**Problem requirements**.
Only those lines in the data below from the line containing "Target: trophy bowl" through the line containing "this form: (506,285).", both included, should be restated word for word.
*** Supplied material Section Begins ***
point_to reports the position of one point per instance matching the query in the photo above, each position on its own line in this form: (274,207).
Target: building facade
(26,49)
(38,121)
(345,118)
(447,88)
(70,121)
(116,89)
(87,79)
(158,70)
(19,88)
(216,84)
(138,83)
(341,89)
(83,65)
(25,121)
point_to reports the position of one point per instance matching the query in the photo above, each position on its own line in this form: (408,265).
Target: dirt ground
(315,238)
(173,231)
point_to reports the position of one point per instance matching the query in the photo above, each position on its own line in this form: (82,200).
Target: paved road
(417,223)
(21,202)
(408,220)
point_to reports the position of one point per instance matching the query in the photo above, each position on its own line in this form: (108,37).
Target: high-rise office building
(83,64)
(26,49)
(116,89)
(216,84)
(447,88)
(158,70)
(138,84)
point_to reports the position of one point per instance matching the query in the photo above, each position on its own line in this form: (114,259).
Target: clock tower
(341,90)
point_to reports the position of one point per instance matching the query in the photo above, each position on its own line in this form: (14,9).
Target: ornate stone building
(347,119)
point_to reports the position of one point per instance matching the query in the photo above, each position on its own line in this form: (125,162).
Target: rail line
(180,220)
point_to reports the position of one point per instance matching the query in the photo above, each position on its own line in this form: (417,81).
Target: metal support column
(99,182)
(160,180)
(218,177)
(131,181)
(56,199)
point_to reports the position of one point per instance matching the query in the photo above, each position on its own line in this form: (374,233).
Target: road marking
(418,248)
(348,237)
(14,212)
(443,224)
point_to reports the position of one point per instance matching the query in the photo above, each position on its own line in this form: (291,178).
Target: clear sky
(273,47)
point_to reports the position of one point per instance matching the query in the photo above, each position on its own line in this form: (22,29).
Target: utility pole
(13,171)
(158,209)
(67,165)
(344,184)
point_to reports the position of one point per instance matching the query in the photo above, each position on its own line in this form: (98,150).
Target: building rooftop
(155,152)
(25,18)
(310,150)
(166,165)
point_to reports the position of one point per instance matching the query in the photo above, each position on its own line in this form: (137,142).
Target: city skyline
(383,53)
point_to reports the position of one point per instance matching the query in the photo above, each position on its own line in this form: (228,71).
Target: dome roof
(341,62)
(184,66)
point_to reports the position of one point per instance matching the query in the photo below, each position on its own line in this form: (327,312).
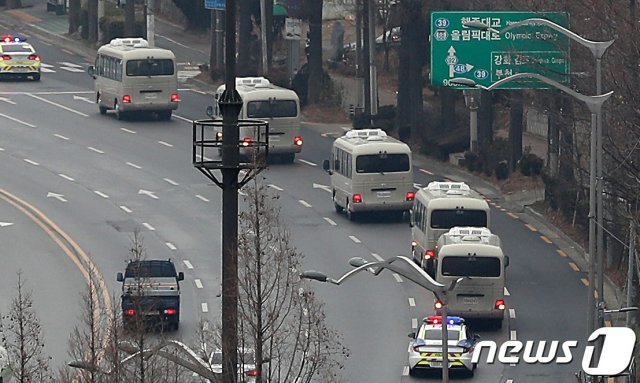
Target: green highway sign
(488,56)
*** Supplied material Section Ends ***
*** Supplied material Section Begins ***
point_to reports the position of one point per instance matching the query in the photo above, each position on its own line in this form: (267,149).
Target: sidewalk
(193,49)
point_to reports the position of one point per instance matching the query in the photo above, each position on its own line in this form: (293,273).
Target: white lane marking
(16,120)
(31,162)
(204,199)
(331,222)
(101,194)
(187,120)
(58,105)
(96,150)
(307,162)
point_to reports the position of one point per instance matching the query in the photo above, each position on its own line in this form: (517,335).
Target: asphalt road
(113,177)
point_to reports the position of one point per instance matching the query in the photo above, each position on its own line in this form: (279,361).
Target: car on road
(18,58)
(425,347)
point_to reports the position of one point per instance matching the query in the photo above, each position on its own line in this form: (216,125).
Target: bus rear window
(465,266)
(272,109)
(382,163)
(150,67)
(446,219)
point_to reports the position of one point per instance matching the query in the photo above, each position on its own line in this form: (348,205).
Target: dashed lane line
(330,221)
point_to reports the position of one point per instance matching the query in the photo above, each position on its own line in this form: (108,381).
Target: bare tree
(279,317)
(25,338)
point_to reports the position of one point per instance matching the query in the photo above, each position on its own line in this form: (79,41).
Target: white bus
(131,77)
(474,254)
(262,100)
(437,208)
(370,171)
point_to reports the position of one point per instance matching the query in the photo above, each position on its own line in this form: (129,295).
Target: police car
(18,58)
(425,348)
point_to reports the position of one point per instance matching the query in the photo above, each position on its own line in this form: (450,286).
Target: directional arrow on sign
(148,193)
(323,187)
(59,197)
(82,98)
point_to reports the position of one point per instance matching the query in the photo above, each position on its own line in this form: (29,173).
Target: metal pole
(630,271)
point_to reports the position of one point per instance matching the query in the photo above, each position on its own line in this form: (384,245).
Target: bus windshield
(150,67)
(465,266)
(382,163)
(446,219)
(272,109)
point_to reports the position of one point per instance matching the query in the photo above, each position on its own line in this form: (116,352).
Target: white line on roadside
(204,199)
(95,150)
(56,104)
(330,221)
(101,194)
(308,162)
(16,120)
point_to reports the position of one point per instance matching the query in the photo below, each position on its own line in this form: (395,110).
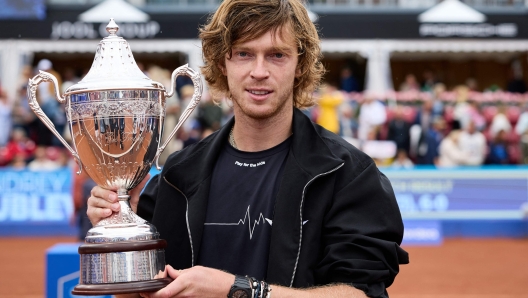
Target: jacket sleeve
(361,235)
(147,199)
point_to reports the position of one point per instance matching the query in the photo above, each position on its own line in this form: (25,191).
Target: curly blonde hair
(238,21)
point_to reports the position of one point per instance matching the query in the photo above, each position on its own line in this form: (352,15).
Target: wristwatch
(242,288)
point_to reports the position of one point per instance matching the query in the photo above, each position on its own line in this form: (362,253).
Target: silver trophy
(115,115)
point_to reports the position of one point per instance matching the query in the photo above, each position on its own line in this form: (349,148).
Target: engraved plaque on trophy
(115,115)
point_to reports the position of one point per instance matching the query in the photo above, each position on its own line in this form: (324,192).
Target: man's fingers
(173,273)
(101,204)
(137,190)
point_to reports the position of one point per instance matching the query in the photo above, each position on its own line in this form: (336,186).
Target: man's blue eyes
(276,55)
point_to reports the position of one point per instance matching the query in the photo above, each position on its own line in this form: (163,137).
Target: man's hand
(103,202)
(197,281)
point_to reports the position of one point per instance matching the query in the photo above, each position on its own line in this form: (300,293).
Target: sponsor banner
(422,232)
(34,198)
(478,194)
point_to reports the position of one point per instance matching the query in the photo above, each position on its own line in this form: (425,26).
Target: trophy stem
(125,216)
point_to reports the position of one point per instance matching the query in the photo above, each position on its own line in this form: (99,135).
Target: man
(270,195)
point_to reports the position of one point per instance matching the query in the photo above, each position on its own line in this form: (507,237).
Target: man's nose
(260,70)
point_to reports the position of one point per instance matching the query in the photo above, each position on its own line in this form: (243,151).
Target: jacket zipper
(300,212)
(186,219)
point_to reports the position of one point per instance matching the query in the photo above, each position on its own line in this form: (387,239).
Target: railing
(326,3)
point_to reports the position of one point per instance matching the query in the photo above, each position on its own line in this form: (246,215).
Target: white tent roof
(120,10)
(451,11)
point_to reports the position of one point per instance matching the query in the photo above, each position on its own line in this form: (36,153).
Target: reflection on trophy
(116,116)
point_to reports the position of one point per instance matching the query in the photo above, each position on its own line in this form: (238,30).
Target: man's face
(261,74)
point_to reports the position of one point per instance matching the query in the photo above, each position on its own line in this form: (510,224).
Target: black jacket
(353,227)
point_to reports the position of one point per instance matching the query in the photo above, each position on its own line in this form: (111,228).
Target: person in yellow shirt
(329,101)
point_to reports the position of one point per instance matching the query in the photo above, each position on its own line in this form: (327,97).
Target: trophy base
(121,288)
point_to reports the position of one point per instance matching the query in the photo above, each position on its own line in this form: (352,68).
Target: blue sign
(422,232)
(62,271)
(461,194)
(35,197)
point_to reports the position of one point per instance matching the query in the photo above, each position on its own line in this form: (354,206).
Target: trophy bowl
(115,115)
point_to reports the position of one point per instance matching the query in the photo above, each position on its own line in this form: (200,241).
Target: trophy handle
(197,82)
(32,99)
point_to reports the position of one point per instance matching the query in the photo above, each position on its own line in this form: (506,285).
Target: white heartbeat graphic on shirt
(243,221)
*** Supplied material Section Ends ***
*** Supplied material Section Begins ***
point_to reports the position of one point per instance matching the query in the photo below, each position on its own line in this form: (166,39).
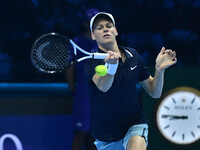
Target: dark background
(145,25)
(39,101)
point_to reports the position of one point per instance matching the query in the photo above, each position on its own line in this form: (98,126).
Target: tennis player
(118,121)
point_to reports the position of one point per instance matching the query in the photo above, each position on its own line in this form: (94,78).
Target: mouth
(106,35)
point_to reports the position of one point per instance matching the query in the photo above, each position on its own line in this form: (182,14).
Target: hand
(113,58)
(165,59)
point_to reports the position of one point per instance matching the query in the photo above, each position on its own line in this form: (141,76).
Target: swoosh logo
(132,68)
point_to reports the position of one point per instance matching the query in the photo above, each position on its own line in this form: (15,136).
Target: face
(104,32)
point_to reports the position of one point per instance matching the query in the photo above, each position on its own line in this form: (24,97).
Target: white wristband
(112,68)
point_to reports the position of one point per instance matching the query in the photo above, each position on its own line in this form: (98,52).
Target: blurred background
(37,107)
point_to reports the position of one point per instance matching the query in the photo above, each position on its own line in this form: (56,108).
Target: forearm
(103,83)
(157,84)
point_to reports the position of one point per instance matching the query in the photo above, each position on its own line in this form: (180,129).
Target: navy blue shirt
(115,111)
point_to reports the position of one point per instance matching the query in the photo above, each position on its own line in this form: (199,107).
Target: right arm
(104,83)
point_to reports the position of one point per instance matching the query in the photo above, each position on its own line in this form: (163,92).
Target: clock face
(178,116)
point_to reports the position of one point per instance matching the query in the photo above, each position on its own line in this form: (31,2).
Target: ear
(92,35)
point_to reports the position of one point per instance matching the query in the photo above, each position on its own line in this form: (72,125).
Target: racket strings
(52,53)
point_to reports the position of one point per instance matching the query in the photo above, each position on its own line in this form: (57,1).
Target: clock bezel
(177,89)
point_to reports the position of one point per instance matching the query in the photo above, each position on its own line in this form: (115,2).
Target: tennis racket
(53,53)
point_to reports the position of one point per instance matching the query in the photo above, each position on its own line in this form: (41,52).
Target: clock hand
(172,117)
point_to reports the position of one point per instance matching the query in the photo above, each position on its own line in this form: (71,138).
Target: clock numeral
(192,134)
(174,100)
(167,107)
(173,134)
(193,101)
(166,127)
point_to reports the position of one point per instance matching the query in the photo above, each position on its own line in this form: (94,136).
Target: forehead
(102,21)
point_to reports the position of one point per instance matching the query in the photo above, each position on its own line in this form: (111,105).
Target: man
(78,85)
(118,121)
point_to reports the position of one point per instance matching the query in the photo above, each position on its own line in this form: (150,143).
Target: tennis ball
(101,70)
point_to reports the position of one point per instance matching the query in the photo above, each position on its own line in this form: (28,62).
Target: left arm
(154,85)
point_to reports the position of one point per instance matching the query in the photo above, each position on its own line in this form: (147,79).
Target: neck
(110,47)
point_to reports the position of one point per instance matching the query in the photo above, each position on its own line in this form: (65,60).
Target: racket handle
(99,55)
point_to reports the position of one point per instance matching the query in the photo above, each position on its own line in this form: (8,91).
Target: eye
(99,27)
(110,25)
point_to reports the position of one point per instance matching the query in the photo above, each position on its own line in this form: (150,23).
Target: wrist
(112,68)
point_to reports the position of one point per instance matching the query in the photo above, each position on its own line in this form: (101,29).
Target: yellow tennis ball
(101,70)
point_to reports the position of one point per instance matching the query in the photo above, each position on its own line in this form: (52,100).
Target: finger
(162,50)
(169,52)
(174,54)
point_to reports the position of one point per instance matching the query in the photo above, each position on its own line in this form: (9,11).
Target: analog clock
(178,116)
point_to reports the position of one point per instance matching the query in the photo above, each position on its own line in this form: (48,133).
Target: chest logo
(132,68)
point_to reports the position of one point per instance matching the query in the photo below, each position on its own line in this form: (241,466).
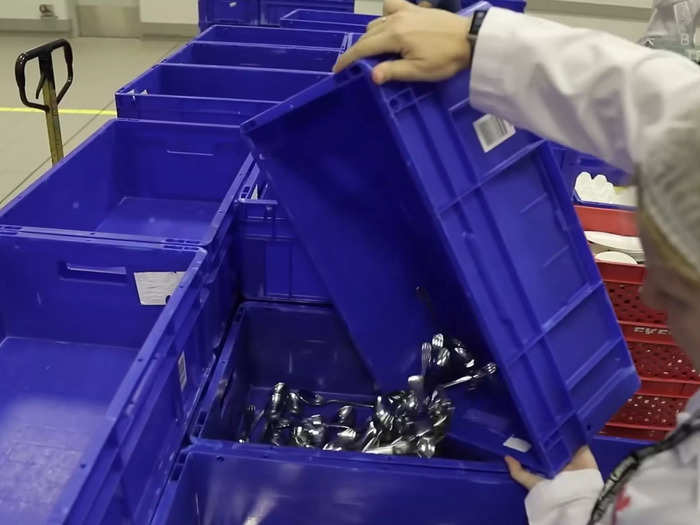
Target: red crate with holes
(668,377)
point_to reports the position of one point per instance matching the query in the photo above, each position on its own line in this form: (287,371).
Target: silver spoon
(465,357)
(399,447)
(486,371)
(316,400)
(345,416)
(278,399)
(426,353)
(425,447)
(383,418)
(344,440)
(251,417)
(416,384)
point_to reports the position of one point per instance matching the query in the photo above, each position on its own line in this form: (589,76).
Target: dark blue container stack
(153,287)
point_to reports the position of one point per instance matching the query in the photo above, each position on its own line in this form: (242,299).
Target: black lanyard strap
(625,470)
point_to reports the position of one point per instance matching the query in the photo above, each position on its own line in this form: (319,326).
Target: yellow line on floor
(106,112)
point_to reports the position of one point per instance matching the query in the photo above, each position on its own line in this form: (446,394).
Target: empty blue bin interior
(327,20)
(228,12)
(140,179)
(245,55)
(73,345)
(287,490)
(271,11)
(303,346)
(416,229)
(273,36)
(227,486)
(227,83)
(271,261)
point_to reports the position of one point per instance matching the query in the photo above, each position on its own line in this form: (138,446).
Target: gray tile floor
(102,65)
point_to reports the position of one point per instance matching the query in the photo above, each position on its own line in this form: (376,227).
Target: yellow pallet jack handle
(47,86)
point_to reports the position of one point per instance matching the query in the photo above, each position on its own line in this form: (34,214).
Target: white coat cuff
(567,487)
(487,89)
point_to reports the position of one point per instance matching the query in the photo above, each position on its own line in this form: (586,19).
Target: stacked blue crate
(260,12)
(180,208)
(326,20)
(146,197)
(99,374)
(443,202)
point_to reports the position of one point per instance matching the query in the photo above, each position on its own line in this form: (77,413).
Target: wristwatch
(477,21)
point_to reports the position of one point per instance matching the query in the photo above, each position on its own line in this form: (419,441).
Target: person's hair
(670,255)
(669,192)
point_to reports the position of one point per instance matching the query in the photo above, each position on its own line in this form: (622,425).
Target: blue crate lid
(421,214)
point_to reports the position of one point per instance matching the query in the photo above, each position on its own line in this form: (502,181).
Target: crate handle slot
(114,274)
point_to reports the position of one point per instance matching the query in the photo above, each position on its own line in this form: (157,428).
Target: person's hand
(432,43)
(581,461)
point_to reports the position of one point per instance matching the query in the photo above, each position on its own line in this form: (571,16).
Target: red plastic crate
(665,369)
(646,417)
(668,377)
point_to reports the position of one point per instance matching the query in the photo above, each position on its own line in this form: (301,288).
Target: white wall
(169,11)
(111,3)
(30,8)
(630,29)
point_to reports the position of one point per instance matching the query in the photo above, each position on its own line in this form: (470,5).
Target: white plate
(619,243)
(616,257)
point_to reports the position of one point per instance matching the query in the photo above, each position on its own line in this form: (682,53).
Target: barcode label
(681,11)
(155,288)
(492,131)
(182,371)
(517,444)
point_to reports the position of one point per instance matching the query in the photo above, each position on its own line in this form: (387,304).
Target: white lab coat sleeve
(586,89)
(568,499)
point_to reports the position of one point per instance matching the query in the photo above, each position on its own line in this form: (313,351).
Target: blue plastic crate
*** Supplied material Section Ends ***
**Answer to the problem**.
Target: trophy bowl
(115,115)
point_to reports the position of one point per instance matching the query in the photo above, each position on its own line in this form: (200,241).
Target: trophy handle
(197,82)
(32,99)
point_to reports the position of one point per instance matching the query in the photo above, each position on its own line in this form: (506,285).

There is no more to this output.